> **The task**:
Update the rows below by changing every "snug bounding box" to "tight bounding box" and keeping everything else the same.

Annotated coordinate records
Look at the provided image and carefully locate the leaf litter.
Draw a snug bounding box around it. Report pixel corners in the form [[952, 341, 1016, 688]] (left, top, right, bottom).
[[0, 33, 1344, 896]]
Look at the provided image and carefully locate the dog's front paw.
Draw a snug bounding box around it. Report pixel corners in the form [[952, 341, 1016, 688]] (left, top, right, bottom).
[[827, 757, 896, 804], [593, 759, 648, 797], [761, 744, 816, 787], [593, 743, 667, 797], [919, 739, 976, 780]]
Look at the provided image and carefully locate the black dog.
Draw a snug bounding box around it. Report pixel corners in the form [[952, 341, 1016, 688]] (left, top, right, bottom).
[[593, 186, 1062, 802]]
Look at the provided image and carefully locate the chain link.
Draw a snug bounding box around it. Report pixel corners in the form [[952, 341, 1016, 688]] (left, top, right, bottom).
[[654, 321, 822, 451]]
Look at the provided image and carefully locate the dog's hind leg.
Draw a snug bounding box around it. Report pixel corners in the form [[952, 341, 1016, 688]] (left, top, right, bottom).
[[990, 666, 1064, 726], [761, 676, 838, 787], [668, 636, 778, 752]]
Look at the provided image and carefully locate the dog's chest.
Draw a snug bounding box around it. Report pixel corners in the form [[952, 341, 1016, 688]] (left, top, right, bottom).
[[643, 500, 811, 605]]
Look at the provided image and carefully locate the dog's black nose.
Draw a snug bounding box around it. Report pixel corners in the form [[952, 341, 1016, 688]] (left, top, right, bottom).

> **Task response**:
Look at the provided image and carefully locate the leaf litter.
Draw a tight bounding box around it. Report pixel corners in the form [[952, 341, 1016, 688]] (left, top, right, bottom).
[[0, 33, 1344, 896]]
Look at the provided image and carefully locate the dog's front paw.
Draw a tight bounding box around it. Report pixel corners in the form [[952, 341, 1016, 688]] (left, top, right, bottom).
[[827, 757, 896, 804], [593, 759, 648, 797], [761, 744, 816, 787], [593, 743, 667, 797], [919, 739, 976, 780]]
Look at the provided image and carefully locate the black dog.
Draw a tight bounding box around it. Report pixel corners in the form [[952, 341, 1016, 688]] (left, top, right, bottom).
[[593, 186, 1062, 802]]
Look at the provided image and carefully locate the chain link.
Draw a tight bounding box around it. Report pixel corners in the form [[952, 341, 1016, 688]] (left, top, right, bottom).
[[654, 321, 822, 451]]
Look at the provided image and carefully locate the dog's hind leg.
Draw a tight bounding box around it. Report pixel corners in the form [[952, 341, 1016, 688]] (left, top, right, bottom).
[[990, 666, 1064, 726], [761, 676, 838, 787], [668, 636, 778, 752]]
Look at the provided image and carefully locate the dog's chest.
Draw a tight bounding box around it. Report pixel corners in the form [[952, 341, 1016, 688]] (left, top, right, bottom).
[[643, 500, 811, 605]]
Look at the provided image and carefully locate the dog's black nose.
Draw a tight bounding box around it. Report pixel corners in the form [[952, 341, 1016, 688]] (left, top, right, bottom).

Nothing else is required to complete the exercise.